--- Instruções ---
Você pode transformar todas as linhas abaixo em uma lista JSON de strings, com uma string para cada linha e sem as linhas em branco?

○ ○ ○

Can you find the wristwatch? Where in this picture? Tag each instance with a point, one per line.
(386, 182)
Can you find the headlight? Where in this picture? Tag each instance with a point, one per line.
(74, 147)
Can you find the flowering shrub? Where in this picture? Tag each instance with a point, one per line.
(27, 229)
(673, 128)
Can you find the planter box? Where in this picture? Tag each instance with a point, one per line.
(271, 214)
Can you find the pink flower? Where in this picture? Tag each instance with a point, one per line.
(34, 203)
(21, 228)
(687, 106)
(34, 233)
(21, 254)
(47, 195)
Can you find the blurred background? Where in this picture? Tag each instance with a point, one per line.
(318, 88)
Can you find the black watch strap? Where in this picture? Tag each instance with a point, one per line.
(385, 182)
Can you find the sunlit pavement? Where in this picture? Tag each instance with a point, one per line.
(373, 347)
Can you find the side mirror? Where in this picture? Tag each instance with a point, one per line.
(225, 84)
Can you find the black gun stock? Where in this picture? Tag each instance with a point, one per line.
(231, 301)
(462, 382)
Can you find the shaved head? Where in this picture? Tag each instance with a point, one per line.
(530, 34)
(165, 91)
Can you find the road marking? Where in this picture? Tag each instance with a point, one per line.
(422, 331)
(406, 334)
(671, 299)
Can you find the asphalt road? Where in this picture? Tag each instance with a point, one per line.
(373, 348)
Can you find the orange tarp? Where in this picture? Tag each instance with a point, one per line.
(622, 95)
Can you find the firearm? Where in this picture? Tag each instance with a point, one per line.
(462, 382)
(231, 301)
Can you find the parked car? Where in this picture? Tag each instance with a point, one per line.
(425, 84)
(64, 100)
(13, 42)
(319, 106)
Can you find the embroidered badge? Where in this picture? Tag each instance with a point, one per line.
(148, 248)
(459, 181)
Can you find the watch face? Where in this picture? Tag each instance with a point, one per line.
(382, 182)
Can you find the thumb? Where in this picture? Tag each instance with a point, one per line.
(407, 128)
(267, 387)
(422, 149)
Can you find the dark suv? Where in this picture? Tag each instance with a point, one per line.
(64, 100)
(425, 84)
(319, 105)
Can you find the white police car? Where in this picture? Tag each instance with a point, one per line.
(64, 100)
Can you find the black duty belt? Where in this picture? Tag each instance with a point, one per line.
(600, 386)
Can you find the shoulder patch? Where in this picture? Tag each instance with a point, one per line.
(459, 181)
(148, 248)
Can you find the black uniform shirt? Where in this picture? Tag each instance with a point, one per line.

○ ○ ○

--- Resposta esperada ---
[
  "Can you find the wristwatch? Where in this picture? Tag each instance with a point, one per line.",
  "(386, 182)",
  "Can you find the headlight? Where in this picture? Tag each instance with a point, one per line.",
  "(74, 147)",
  "Can you find the flowering shrub? Where in this picture? Tag each instance with a point, one per line.",
  "(27, 229)",
  "(673, 128)",
  "Can you find the planter box? Where in this picture? Tag each instance with a point, one per line.",
  "(271, 214)",
  "Can you find the pink flower? Where in this picture? Tag each instance with a point, one per line.",
  "(34, 203)",
  "(21, 228)",
  "(687, 106)",
  "(34, 233)",
  "(21, 254)",
  "(47, 195)",
  "Can you find the blurred background? Where in this picture? Tag each instance with a point, one per line.",
  "(318, 88)",
  "Can you find the black watch strap? Where in this picture? Tag each instance with a point, one per line.",
  "(385, 182)",
  "Can you find the sunlit pavement? Where in this picture? Tag each instance with a point, one per line.",
  "(373, 347)",
  "Can you find the side mirror? Where in this picture? Tag each instance with a point, one per line.",
  "(225, 84)",
  "Can you find the black gun stock? Where in this picture? Tag each instance with a point, one per line.",
  "(231, 301)",
  "(462, 382)",
  "Can you find the shaved head? Where in this picture? Tag each instance with a point, one per line.",
  "(530, 34)",
  "(165, 91)",
  "Can you find the road marking? Where in this picture? Tag each instance with a point, one per line.",
  "(422, 331)",
  "(406, 334)",
  "(671, 299)",
  "Can you find the asphalt road? Where in this picture? Tag each instance with a point, one per line.",
  "(373, 348)",
  "Can you find the orange tarp? Where in this picture? Tag each instance with a point, one per line.",
  "(622, 95)",
  "Can you find the firearm? Where in this picture? Tag each instance with a point, one per line.",
  "(462, 382)",
  "(231, 301)",
  "Can you find the parked car? Where in this picture? Tag each instance with a point, one per line.",
  "(425, 84)",
  "(64, 100)",
  "(13, 42)",
  "(319, 106)",
  "Can you find the embroidered badge? Where in this picture? Tag each instance with a point, one per line.",
  "(148, 248)",
  "(459, 181)",
  "Can you find the watch face? Where in this picture? Tag each instance with a point, one per line.",
  "(382, 182)",
  "Can you find the thumb? Where in this picture? Tag each instance with a point, one per line.",
  "(407, 128)",
  "(267, 387)",
  "(422, 149)",
  "Can you find the dark suv? Where in this picture? Tag each instance with a point, one per line.",
  "(64, 100)",
  "(425, 84)",
  "(319, 105)",
  "Can you find the white police car? Where in this picture? Tag each instance with a point, one per line.",
  "(64, 100)",
  "Can you find the black duty belt? Where in this picture? Tag each instance with a point, one per line.",
  "(600, 386)",
  "Can you find the shoulder patch? Where in this picture? Tag each instance with a point, one per line.",
  "(459, 181)",
  "(148, 248)",
  "Can you find the black uniform shirt? Where in this picture? Tag each instance with a point, one per line."
]